## Extrait du document
╭──
Fin 2021, il est apparu que ce type de formations était la tête de Pareto en terme de financement. D’où enquête. Et plan d’action. Et déréférencements.
Maintenant, il faut montrer patte blanche pour rentrer sur la plateforme, avec notamment :
- Une session d’information obligatoire : il ne sera pas possible de dire qu’on ne savait pas, qu’on n’a pas fait exprès.
- L’envoi préalable du catalogue des formations proposées. Ainsi, soit tu as un partenariat avec un certificateur que tu peux justifier, soit tu prévois de te positionner sur la création d’entreprise, et il va falloir le justifier.
C’est fini l’open bar !

Idée pour une nouvelle activité juteuse : Construire une certification « bullet proof » et la déposer pour ensuite vendre l’affiliation des nouveaux OF à prix d’or au moment de leur inscription sur EDOF
NB : ça va être un sacré investissement de temps, mais le ROI peut être très bon…
3b / S’associer pour proposer une formation certifiante – exemple des formations en langues
Cout de l’opération : à partir de 60€ HT par dossier pour les langues, de 250€ HT à 1500€ HT dans les autres secteurs / ROI : Immédiat – les couts de certification sont inclus dans le cout global de la formation / Travail personnel : moins de 10 min par stagiaire / Délai d’attente pour l’instruction du dossier : à partir de 15 jours
Parce que s’associer pour proposer une certification certifiante va devenir la méthode la plus simple pour se faire enregistrer sur EDOF.
╰──
## Exemples d'étiquetage de masques
╭──
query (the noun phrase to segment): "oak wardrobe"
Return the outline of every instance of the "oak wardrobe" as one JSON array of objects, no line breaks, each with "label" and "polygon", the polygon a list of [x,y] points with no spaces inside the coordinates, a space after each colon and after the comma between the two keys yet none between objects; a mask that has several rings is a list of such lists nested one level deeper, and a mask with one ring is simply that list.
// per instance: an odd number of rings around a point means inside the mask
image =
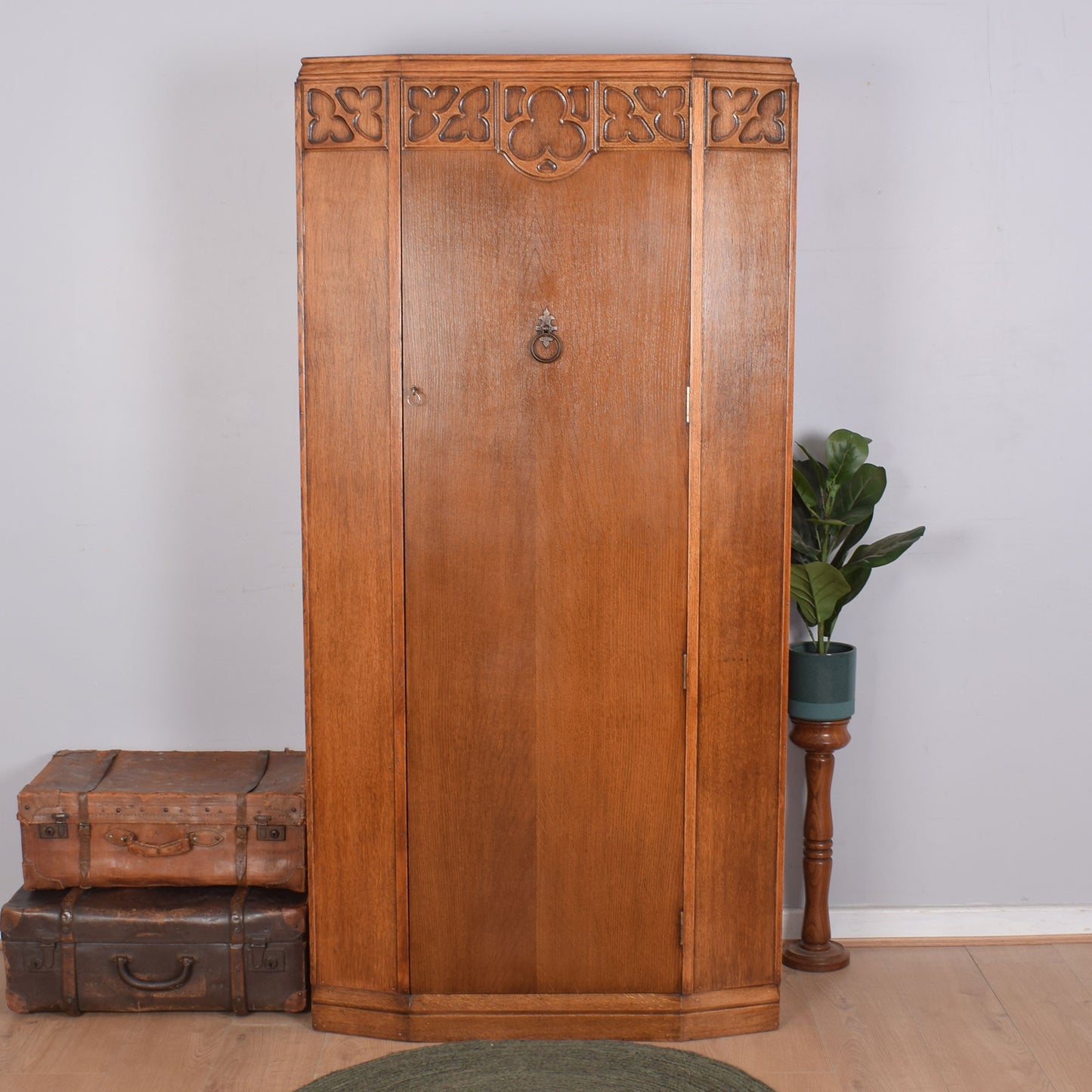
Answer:
[{"label": "oak wardrobe", "polygon": [[778,1022],[796,84],[298,83],[317,1028]]}]

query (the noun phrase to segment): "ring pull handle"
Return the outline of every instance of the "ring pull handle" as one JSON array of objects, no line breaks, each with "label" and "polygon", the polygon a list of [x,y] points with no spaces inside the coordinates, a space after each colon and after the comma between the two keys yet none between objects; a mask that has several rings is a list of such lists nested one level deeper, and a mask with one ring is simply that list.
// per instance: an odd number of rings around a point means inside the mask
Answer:
[{"label": "ring pull handle", "polygon": [[197,959],[192,956],[179,956],[178,962],[181,964],[181,970],[174,976],[174,978],[138,978],[132,971],[129,970],[129,957],[128,956],[112,956],[110,957],[118,968],[118,977],[127,985],[131,986],[133,989],[178,989],[179,986],[185,986],[187,982],[190,981],[190,975],[193,973],[193,964],[197,963]]},{"label": "ring pull handle", "polygon": [[538,316],[538,321],[535,323],[535,335],[531,339],[530,348],[531,355],[539,364],[553,364],[565,348],[561,339],[557,335],[557,321],[549,313],[549,308],[546,308]]},{"label": "ring pull handle", "polygon": [[199,846],[218,845],[224,841],[223,834],[211,830],[194,830],[173,842],[141,842],[131,830],[108,830],[103,836],[114,845],[123,845],[138,857],[177,857]]}]

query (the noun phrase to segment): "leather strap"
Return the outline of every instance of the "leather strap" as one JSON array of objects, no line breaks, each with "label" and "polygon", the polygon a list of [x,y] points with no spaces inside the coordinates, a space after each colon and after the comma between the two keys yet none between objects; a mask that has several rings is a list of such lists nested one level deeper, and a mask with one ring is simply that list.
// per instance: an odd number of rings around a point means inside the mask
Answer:
[{"label": "leather strap", "polygon": [[103,764],[96,770],[97,776],[88,781],[76,793],[76,833],[80,836],[80,887],[91,887],[91,818],[87,814],[87,794],[93,793],[109,773],[114,760],[118,757],[116,750],[108,751]]},{"label": "leather strap", "polygon": [[75,904],[83,888],[69,888],[61,899],[61,1007],[70,1017],[80,1014],[75,981]]},{"label": "leather strap", "polygon": [[247,1014],[247,968],[244,962],[244,943],[247,935],[246,914],[244,905],[247,901],[247,888],[235,889],[232,905],[228,910],[228,960],[232,978],[232,1011],[237,1017]]},{"label": "leather strap", "polygon": [[252,793],[265,776],[270,764],[270,752],[258,751],[257,776],[249,787],[244,788],[235,802],[235,882],[247,881],[247,843],[250,839],[250,828],[247,826],[247,796]]}]

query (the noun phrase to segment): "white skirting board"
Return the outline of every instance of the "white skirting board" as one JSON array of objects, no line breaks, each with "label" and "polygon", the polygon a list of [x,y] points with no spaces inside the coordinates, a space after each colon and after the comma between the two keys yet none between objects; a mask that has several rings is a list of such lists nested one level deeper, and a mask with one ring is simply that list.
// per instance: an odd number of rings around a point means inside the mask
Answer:
[{"label": "white skirting board", "polygon": [[[803,910],[786,910],[784,935],[800,935]],[[835,940],[918,937],[1092,937],[1092,906],[832,906]]]}]

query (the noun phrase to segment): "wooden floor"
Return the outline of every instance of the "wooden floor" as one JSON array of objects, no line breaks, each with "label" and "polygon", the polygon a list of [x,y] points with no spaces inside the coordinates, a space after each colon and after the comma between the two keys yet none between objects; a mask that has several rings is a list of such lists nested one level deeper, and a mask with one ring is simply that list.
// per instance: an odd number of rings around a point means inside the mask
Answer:
[{"label": "wooden floor", "polygon": [[[781,1028],[687,1049],[776,1092],[1092,1092],[1092,943],[854,948],[785,971]],[[0,1016],[4,1092],[290,1092],[401,1043],[302,1016]]]}]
╰──
## Consigne
Reproduisez à l'identique le passage de l'extrait sur l'inscription des organismes de formation sur EDOF qui commence par « Maintenant, il faut » et se poursuit jusqu'à « falloir le justifier. ».

## Solution rédigée
Maintenant, il faut montrer patte blanche pour rentrer sur la plateforme, avec notamment :
- Une session d’information obligatoire : il ne sera pas possible de dire qu’on ne savait pas, qu’on n’a pas fait exprès.
- L’envoi préalable du catalogue des formations proposées. Ainsi, soit tu as un partenariat avec un certificateur que tu peux justifier, soit tu prévois de te positionner sur la création d’entreprise, et il va falloir le justifier.